## DOCUMENT EXCERPT
_ _ _ _ _

Yet almost 20 years ago, the US Food and Drug Administration (FDA) approved focused ultrasound as a noninvasive procedure to treat uterine fibroids. The treatment lets women return to work and daily activities in just a few days while leaving fertility undisturbed.  

Since the early 2000s, focused ultrasound has been used to successfully treat over 175,000 fibroid patients globally, including over 25,000* in 2021 alone. During a procedure, the physician uses imaging guidance (ultrasound or MRI) to aim beams of ultrasound energy precisely at the fibroid tumor. Where the beams converge, they heat and destroy the fibroid, leaving surrounding healthy tissue untouched. Complications are rare.  

A 2013 survey published in the  American Journal of Obstetrics and Gynecology and the Journal of Women’s Health reported that when 1,000 US women with fibroids were presented with treatment descriptions, the majority (60%) rated focused ultrasound as their top treatment choice.

_ _ _ _ _

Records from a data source

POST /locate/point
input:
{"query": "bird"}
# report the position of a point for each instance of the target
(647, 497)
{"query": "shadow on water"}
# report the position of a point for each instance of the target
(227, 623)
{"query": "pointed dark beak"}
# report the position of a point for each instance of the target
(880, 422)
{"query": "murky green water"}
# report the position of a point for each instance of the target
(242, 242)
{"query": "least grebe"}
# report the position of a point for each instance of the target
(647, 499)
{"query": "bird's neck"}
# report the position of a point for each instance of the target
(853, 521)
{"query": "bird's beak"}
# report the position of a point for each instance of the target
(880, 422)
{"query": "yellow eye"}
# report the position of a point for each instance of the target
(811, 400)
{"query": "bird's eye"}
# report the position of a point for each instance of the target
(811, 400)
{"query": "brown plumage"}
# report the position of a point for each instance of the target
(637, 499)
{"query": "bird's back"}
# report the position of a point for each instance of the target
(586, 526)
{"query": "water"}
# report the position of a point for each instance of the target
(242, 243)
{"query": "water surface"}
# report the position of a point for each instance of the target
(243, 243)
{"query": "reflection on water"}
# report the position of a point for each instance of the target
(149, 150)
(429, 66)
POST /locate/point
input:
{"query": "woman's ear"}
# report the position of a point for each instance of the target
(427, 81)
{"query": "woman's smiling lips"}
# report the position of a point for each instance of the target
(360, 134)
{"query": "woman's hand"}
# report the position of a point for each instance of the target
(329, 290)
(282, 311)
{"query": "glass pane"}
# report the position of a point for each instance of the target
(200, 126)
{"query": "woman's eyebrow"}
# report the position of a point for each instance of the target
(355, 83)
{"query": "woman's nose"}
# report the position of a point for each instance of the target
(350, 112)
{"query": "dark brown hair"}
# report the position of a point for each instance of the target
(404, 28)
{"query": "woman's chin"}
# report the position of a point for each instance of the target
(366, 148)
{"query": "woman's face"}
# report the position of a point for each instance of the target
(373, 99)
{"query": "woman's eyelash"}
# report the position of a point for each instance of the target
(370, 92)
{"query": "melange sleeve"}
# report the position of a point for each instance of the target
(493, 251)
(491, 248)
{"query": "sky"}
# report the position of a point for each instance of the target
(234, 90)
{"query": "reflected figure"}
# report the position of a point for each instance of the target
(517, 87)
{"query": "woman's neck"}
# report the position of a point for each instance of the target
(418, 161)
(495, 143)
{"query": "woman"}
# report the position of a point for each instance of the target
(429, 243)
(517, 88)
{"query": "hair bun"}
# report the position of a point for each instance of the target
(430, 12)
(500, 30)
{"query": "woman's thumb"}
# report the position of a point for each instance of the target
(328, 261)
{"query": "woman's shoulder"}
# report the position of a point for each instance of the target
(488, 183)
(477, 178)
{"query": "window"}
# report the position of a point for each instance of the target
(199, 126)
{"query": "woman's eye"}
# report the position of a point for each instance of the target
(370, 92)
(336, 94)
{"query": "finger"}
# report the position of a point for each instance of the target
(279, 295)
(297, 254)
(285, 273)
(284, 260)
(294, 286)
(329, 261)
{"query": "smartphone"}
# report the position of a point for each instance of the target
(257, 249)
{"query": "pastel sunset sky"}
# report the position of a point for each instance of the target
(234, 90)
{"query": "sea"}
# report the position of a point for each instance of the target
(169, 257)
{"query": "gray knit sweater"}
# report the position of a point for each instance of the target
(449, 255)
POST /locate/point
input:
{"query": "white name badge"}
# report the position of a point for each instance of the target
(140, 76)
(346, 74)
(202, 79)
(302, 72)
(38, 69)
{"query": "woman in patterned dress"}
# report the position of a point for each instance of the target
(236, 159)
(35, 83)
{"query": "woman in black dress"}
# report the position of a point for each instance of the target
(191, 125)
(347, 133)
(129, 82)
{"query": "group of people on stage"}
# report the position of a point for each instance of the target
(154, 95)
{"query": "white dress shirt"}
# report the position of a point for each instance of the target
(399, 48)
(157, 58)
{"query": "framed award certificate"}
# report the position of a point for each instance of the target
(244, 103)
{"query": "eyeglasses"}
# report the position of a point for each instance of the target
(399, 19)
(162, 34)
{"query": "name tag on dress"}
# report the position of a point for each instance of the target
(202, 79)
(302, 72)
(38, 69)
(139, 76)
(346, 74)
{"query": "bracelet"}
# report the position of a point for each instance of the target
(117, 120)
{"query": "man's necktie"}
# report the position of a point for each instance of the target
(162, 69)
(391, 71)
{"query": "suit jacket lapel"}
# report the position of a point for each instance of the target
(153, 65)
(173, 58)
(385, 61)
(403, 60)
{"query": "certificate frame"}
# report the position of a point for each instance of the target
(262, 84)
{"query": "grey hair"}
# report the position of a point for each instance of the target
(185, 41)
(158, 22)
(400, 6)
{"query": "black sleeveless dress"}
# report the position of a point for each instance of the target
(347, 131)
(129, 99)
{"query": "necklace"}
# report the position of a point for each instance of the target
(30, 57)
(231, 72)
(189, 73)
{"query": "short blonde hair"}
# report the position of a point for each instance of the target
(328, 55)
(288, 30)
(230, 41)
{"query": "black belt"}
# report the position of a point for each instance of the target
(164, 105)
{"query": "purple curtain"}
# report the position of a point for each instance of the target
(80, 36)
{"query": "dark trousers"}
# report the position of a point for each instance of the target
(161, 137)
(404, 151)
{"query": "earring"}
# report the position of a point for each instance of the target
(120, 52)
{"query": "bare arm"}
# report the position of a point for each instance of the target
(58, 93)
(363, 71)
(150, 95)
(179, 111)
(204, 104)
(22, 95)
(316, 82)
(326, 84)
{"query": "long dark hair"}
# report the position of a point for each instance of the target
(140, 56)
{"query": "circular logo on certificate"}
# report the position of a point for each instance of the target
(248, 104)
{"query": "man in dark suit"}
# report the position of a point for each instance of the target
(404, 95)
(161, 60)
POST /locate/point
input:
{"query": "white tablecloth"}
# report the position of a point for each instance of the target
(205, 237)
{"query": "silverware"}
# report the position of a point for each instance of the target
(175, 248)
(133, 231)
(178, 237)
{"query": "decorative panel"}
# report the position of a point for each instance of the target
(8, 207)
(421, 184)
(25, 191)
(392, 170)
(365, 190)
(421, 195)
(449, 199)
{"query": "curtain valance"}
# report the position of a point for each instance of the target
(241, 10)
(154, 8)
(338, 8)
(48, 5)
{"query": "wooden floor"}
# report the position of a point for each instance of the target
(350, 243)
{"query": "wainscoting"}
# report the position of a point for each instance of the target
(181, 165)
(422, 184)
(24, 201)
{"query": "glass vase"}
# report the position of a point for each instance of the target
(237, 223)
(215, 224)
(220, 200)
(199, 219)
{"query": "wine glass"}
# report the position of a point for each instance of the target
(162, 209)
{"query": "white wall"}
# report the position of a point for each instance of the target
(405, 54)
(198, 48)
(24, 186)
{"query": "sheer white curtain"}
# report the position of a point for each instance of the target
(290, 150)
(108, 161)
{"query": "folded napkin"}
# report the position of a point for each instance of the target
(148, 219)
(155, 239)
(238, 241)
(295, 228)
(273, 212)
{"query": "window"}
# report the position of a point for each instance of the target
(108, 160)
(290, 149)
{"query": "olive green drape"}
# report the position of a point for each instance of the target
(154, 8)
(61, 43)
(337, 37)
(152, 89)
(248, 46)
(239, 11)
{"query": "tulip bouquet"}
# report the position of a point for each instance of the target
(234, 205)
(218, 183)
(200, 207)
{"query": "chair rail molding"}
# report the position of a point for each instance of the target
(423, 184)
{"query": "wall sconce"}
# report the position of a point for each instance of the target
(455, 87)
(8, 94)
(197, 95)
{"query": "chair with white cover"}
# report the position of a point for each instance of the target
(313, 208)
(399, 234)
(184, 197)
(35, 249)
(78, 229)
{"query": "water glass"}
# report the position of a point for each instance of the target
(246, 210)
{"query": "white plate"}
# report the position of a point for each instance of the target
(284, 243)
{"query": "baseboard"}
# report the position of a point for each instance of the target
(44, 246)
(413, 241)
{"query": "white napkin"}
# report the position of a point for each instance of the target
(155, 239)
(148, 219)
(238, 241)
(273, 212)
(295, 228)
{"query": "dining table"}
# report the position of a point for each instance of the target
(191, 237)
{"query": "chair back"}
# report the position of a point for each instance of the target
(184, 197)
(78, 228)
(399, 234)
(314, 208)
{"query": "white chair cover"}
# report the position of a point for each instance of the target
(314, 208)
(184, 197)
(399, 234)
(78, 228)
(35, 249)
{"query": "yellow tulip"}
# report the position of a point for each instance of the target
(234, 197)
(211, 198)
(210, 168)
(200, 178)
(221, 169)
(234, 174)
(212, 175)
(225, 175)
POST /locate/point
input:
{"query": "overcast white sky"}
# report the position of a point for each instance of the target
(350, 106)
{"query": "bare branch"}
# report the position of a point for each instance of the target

_ _ _ _ _

## EXERCISE DETAILS
Copy the fibroid treatment text starting with "A 2013 survey published in" and going on through "top treatment choice.", switching "survey" to "study".

## SOLVED EXERCISE
A 2013 study published in the  American Journal of Obstetrics and Gynecology and the Journal of Women’s Health reported that when 1,000 US women with fibroids were presented with treatment descriptions, the majority (60%) rated focused ultrasound as their top treatment choice.